However, in this post I want to suggest that proponents and opponents of GM crops generally work with two rather different and incompatible conceptions of “feeding the world.” If that suggestion is right, then we would expect the two sides to have different standards for assessing GM crops. With one set of assumptions about “feeding the world,” GM crops seem quite promising. With the other set of assumptions, GM crops seem to be questionable at best. So the generic “feeding the world” rhetoric is misleading: everyone wants to “feed the world,” but people have incompatible ideas about what this actually means, and so they come to very different conclusions about the potential of GM crops.

GM proponents — people in favor of using GM crops — generally assume what rural sociologist Philip McMichael calls the corporate food regime. Under the corporate food regime, food is treated like any other commodity — cars or clothes or iPhones — and as a commodity it is produced and traded in ways that generally serve to maximize wealth production. Since robust free trade and intellectual property harmonization serve to maximize wealth production, food is internationally regulated through more-or-less the same free trade and intellectual property regimes as cars, clothes, and iPhones. Insofar as GM crops are more economically efficient — producing more commodity food for lower input costs — they are a good way to feed the world under the corporate food regime. This is the status quo in our food system.
+ + +
## STATED GOAL:
Summarize the post on GM crops in two sentences. The rows that follow have nothing to do with the post.
+ + +
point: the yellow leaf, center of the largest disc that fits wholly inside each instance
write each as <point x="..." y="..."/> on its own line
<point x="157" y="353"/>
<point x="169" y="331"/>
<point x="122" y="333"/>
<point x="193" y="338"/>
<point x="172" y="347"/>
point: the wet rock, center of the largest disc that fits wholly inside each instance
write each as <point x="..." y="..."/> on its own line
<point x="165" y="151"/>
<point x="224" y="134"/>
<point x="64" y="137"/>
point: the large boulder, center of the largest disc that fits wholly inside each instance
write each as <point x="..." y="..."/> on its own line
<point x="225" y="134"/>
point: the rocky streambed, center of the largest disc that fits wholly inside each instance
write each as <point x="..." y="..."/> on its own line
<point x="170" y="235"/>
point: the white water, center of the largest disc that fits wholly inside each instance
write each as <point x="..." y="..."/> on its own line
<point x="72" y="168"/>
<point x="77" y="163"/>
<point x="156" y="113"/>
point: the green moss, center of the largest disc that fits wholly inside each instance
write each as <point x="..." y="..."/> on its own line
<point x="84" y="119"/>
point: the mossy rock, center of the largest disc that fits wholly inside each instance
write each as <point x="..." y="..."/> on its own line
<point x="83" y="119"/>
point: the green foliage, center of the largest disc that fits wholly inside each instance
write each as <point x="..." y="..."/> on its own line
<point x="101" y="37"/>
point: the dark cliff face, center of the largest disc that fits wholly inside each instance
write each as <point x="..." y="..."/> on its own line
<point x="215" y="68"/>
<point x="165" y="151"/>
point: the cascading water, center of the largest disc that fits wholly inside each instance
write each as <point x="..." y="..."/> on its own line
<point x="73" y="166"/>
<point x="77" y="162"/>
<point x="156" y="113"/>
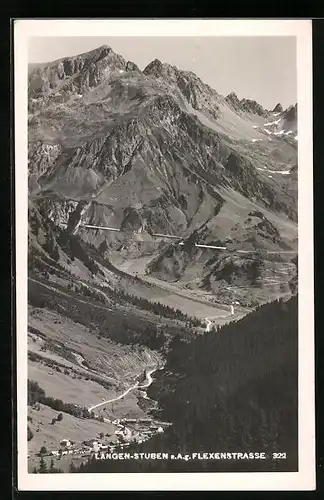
+ + +
## SOLUTION:
The post argues that supporters and opponents of GM crops work with two incompatible conceptions of "feeding the world," so they come to very different conclusions about the crops' potential. Proponents generally assume what Philip McMichael calls the corporate food regime, which treats food as a commodity produced and traded to maximize wealth production, and under that regime GM crops count as a good way to feed the world insofar as they produce more food for lower input costs.